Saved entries
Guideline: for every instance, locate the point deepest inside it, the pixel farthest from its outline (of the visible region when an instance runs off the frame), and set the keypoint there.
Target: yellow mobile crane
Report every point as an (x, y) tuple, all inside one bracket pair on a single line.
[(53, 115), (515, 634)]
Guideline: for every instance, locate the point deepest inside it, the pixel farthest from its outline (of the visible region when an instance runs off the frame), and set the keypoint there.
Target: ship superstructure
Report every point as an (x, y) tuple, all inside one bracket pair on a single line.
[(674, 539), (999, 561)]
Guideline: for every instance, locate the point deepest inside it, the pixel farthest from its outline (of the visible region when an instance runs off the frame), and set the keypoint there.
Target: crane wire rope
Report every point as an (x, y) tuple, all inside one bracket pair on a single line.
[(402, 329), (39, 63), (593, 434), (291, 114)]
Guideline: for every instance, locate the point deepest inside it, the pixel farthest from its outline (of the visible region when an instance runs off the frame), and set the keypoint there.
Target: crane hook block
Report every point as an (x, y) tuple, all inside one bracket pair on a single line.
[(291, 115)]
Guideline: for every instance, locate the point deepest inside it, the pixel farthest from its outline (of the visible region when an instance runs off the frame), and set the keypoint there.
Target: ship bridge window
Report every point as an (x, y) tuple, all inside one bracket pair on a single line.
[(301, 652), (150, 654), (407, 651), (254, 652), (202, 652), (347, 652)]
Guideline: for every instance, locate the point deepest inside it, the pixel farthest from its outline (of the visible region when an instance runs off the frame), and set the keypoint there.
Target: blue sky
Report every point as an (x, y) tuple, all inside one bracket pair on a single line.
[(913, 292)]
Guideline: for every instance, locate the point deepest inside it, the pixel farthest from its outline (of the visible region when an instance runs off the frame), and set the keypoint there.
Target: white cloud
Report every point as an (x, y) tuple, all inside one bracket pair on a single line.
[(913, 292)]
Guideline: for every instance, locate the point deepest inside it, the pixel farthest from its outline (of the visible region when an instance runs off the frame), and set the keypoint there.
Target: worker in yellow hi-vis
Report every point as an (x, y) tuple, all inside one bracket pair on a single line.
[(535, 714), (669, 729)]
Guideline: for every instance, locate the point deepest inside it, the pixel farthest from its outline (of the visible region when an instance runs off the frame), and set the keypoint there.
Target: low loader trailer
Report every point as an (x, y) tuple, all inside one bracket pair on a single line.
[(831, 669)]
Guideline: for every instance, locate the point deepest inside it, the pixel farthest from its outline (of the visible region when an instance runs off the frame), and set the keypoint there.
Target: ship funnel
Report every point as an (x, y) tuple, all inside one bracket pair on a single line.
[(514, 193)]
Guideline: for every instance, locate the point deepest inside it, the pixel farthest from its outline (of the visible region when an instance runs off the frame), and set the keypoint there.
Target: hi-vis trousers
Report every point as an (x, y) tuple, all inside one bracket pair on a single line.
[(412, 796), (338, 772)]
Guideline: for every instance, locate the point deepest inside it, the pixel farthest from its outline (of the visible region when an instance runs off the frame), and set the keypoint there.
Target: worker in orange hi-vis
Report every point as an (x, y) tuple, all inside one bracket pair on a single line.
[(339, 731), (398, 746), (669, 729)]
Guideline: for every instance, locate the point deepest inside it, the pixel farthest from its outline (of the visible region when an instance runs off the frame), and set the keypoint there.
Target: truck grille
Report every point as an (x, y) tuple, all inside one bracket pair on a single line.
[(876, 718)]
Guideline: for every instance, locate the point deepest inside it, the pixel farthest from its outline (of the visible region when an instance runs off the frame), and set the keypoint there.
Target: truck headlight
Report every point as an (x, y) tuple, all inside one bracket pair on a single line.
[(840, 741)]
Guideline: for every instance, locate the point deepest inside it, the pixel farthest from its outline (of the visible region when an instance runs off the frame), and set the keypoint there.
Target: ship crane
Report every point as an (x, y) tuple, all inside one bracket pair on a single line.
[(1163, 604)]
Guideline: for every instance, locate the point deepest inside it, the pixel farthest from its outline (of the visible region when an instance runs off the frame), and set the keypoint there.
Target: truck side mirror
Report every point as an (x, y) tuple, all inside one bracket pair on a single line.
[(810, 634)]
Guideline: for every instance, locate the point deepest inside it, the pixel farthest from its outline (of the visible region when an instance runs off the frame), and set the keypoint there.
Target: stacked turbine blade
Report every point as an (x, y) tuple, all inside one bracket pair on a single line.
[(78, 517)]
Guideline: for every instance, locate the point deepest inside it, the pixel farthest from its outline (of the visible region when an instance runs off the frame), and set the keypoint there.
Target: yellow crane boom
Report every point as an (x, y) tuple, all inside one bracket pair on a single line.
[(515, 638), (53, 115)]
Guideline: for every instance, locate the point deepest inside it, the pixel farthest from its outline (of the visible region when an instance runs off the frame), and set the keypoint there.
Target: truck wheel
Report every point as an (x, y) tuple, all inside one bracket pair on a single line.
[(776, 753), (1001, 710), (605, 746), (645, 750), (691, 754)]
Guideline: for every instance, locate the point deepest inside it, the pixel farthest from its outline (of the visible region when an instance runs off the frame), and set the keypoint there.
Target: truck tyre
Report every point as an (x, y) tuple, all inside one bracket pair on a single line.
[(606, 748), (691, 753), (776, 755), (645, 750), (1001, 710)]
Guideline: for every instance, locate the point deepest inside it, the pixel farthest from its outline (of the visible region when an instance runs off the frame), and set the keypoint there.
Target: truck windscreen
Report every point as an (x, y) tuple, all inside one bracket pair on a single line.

# Assignment
Exactly what appears above must be set down again in full.

# Answer to this exercise
Guideline: for every instance, locate the point deepest inside it, the pixel farthest from its outline (of the visible region when an instance runs off the frame), and set the keypoint there.
Target: yellow mobile crane
Report every point as an (x, y) tuple, all inside one bracket pair on a single line.
[(53, 115), (515, 634)]
Guideline: for every instance, locate the point deepest inside it, the pixel farthest from its outline (of the visible region when an instance runs off the frame), and set the keypoint there.
Target: ship superstructure
Report every point as an (x, y) tuple, all inside one bracket pair on a single line.
[(674, 539), (999, 561)]
Guideline: for every instance, locate the point deepest inside it, the pixel farthest from its outline (of the visible region when an instance runs off the frame), and set the keypoint there.
Target: crane wire rope
Report every point as an (x, y) tuple, all inside one bracket pair on a single line.
[(402, 329), (39, 63), (593, 434), (291, 114)]
Guideline: for every instance, locate the point deepest inside it, the pixel farthest from its outline (of the visible region when an instance runs off the frame), and set the keypoint there.
Target: crane hook block
Report every point as an (x, y) tuple, all inside one bracket pair on a single line.
[(291, 115)]
Guideline: for every instance, locate the point deepest inside it, the pixel farthest from its outline (of the visible region when an instance runs off the frame), and set the keypoint there.
Target: ship bridge window
Report every point as an (x, y) tuple, all inside one bracket pair on a single line.
[(301, 652), (150, 654), (407, 651), (254, 652), (202, 652), (347, 652)]
Guideline: for every instance, locate the point deepest inside it, the pixel farthest from its outline (of the visible region when an instance runs off the frame), and set the keypoint there.
Target: blue sky
Report every point as an (x, y) tuple, all inside one bracket pair on a single line.
[(913, 292)]
Guideline: for every instance, locate the point deepest inside it, the pixel farthest from its outline (of the visible region when an instance runs off the frame), and set the keypoint there.
Target: white cloud
Report every point as an (x, y) tuple, all inside one bracket pair on a single line.
[(913, 292)]
Guideline: for every instance, locate the point deepest inside it, the pixel farthest from its outline (of the visible region when an instance runs off the frame), and set the keypoint there.
Target: worker in yellow hi-vis
Report every point as an (x, y) tuple, all inside one bracket pair on a single line.
[(535, 714), (669, 729)]
Guideline: for every instance, locate the point deepest inside it, the pixel farthest from its outline (of the visible region when an instance runs off the frame), and set the keypoint there.
Target: low loader trailer
Report every point as an (x, y) tuple, all inside one bracket pair on a single line.
[(831, 669)]
Guideline: for every instance, locate the point deepest inside it, the pixel farthest from its outline (of the visible region when an instance runs off the frame), and set the keypoint there.
Target: ship funnel
Report every point as an (x, y) tuple, all inside one bracket pair on a single line.
[(514, 193)]
Guideline: for every instance, locate the point deepest inside it, the pixel farthest from its outline (of the visible region when an instance runs off the frame), and set the keypoint there.
Target: hi-vis trousers
Report every point as an (x, y) tuple, all inside one bracket pair on a single line.
[(412, 796), (338, 772)]
Guideline: for every instance, locate the point deepest inside it, the pixel farthest from its outline (of the visible region when an instance runs off the frame), and set the keypoint there.
Target: worker in orange hi-vis
Report every point as an (x, y) tuple, all inside one bracket pair on a single line.
[(339, 731), (398, 746), (669, 729)]
Guideline: for every instance, locate the point deepest inside it, the pixel farthest from its outline (of the visible region when an instance runs off the frame), and set the keypoint there.
Target: truck grille
Report every point as an (x, y) tuple, all inside one bracket pair on a single line.
[(876, 718)]
Guideline: for every instance, locate the point deepest inside it, the pixel farthest from its outline (of the visible region when an instance runs off the frame), and set the keypoint there.
Target: truck headlight
Report every point as an (x, y) tuple, all inside one bracket pair on a single line.
[(840, 741)]
Guideline: for every instance, locate the point deepest inside it, the pixel farthest from its outline (of the visible region when an instance runs off the frame), and set the keypoint there.
Target: ship crane
Report every point as an (x, y) tuple, all inside one bracket pair on a single line.
[(1163, 604)]
Guideline: for every instance, locate the point deepest inside it, the pixel farthest from its outline (of the visible region when an instance runs off the frame), and set the keypoint there.
Target: truck side mirror
Report every point as an (x, y) tuple, all inside one bracket pair on a single line.
[(810, 634)]
Guideline: for every instance, locate the point deepest inside it, the pixel farthest from its outline (of the visible region when an instance runs off the frame), and set the keypoint there.
Target: stacked turbine blade
Report every point as an (x, y) tuple, all inside one bracket pair on a single line.
[(78, 517)]
Guideline: for every instance, locate the point deepest inside it, the pixel farthest from its outline (of the visible region when an instance runs off the frame), and set the keypoint there.
Target: yellow crane boom
Report every point as an (x, y) tuple, all inside one bracket pair on a single line.
[(515, 638), (53, 115)]
Guideline: for every instance, locate the point deepest inside it, the pixel farthest from its outline (of the visible region when an instance runs off the frame), and set the keypoint there.
Target: truck wheel
Report every point as an (x, y) tuple, all inside one bracket pair on a single line.
[(776, 753), (1001, 710), (605, 746), (645, 750), (691, 754)]
Guideline: for every instance, locate the point deepest inside it, the pixel farthest from its outline (of the visible region when an instance runs off the frame), and set the keypoint there.
Target: truck tyre
Report every point as an (x, y) tuple, all inside one bracket pair on a single line.
[(606, 748), (691, 753), (776, 755), (645, 750), (1001, 710)]
Guideline: for every instance, locate the point deepest inside it, the pixel farthest from its outline (of the visible region when an instance runs off the frame), and set the keypoint there.
Target: truck windscreen
Report every point as an (x, y) tuple, all inside one bracket pair on a single line.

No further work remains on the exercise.